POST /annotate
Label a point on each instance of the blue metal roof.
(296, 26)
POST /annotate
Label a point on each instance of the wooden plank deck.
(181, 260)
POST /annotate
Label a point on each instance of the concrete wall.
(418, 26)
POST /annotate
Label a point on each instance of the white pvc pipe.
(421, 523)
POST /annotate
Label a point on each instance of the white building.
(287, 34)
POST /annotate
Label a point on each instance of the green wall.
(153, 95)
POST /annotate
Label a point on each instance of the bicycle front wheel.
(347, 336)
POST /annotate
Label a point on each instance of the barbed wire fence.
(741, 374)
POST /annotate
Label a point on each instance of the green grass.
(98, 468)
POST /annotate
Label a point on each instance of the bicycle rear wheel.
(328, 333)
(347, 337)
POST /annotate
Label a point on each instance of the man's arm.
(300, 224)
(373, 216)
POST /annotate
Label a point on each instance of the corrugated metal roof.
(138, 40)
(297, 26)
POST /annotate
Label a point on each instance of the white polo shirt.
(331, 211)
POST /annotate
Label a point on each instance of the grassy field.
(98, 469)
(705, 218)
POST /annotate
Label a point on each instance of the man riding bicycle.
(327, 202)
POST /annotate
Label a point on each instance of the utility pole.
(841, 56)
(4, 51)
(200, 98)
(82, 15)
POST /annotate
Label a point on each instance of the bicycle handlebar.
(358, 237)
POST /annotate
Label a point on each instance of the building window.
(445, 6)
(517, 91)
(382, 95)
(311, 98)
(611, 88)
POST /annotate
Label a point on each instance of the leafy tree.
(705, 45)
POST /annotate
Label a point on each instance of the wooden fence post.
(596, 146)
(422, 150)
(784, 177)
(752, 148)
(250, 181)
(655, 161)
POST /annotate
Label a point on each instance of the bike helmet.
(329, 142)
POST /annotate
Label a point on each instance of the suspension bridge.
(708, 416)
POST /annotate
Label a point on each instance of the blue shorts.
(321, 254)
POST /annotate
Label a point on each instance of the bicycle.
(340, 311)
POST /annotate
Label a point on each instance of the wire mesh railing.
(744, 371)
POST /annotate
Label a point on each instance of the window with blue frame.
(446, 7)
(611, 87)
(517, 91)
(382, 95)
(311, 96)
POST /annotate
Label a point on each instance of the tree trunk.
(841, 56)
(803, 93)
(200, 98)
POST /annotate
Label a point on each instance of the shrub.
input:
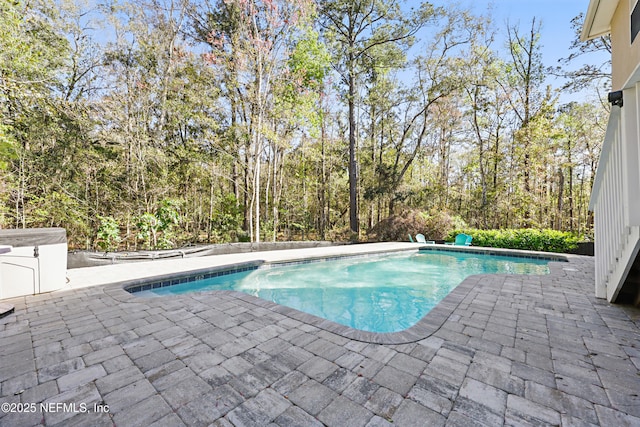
(435, 225)
(525, 238)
• • • •
* [Exercise]
No pictures go in the copy. Retype exactly the lines from the one with "Label a point on each instance of the wire" through the last line of the entries above, both included, and nothing more.

* [Worked solution]
Label a point on each instance of the wire mesh railing.
(744, 371)
POST /annotate
Label a point on each instance of the window with blue frame.
(446, 7)
(611, 87)
(517, 91)
(382, 95)
(311, 96)
POST /annotate
Label a point on each instance of the tree trunk.
(841, 56)
(803, 93)
(200, 98)
POST /annotate
Label a point on each instance of the shrub.
input:
(435, 225)
(525, 238)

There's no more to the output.